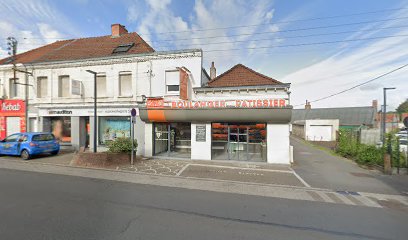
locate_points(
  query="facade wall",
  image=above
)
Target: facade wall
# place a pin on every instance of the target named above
(201, 150)
(298, 130)
(147, 77)
(278, 143)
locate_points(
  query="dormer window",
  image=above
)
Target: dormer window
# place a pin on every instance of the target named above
(123, 48)
(173, 82)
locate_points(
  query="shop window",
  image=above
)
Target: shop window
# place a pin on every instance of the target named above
(42, 87)
(177, 136)
(111, 128)
(61, 128)
(63, 86)
(239, 141)
(13, 88)
(173, 82)
(125, 84)
(101, 85)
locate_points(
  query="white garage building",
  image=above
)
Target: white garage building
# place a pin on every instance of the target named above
(316, 129)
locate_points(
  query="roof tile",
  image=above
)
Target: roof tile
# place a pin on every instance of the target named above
(241, 75)
(83, 48)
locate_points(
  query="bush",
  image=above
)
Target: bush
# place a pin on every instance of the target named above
(348, 144)
(121, 145)
(369, 155)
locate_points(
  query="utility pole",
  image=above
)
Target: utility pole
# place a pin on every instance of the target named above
(95, 111)
(384, 114)
(12, 51)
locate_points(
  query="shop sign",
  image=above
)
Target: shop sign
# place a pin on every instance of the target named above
(76, 87)
(251, 103)
(12, 107)
(200, 133)
(86, 112)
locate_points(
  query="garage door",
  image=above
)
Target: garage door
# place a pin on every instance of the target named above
(319, 133)
(13, 125)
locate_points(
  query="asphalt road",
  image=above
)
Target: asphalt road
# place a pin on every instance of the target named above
(321, 169)
(48, 206)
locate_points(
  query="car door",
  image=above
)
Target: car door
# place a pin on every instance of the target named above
(10, 143)
(21, 140)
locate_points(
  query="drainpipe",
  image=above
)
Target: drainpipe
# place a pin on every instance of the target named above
(26, 97)
(150, 78)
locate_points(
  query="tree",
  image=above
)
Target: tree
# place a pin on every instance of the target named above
(403, 107)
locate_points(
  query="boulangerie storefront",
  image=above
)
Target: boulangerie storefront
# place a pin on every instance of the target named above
(12, 117)
(240, 115)
(252, 129)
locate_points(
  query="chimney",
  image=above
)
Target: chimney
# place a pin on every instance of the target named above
(307, 105)
(118, 30)
(213, 71)
(375, 105)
........
**EXERCISE DIRECTIONS**. Without the pictures, restate all of the entries above verbatim.

**SOLUTION TO THIS EXERCISE**.
locate_points(
  query="facade wall",
  image=above
)
Target: facade wall
# place a pin on every instance of the target named above
(201, 150)
(298, 130)
(147, 77)
(278, 143)
locate_points(
  query="dormer window",
  image=above
)
Target: dormer window
# place a pin on every instance of the target named above
(123, 48)
(173, 82)
locate_points(
  query="shop window",
  image=above
)
Target: shop window
# place a pin on every instance of the target named above
(42, 87)
(177, 136)
(111, 128)
(61, 128)
(63, 86)
(239, 141)
(13, 88)
(173, 82)
(125, 84)
(101, 85)
locate_points(
  query="white garage building",
  image=above
)
Target: white garage building
# place a pin on every instance of the target named above
(316, 129)
locate_points(
  query="roof tile",
  image=above
)
Target: roof tile
# place a pin on every instance of the target named above
(241, 75)
(83, 48)
locate_points(
  query="bush",
  image=above
)
Target: bush
# place a pin on every instance of the target named above
(348, 144)
(121, 145)
(369, 155)
locate_points(
  query="utility pole",
  image=above
)
Target: utility pole
# place a pin on every instance of the target named above
(95, 111)
(384, 114)
(12, 51)
locate_points(
  query="shop sign",
  image=above
)
Target: shop sign
# place a pin on every instance of the target named above
(76, 87)
(251, 103)
(12, 107)
(200, 133)
(86, 112)
locate_points(
  query="garage door",
  image=above
)
Target: garage door
# place a pin on every instance of the target named above
(319, 133)
(13, 125)
locate_points(
  query="asphalt road",
  image=above
)
Target: asphalt road
# place a pin on every instance of the target named above
(321, 169)
(48, 206)
locate_points(
  query="car door",
  image=above
)
Target: car door
# place a pin on every instance of the target named above
(10, 143)
(21, 140)
locate_points(
  query="drainpipe",
  image=above
)
Target: drainpipe
# place a pin on every instance of the target named above
(26, 97)
(150, 78)
locate_points(
  query="tree",
  image=above
)
Target: tree
# place a pin on every instance of the target named above
(403, 107)
locate_points(
  query="boulangerie storefront",
  image=above
)
Target: boulangerie storefront
# place a pin on every instance of the target named above
(12, 117)
(240, 115)
(252, 129)
locate_points(
  query="chimney",
  image=above
)
Target: chimney
# place a pin on every instance of the target named above
(307, 105)
(118, 30)
(213, 71)
(375, 105)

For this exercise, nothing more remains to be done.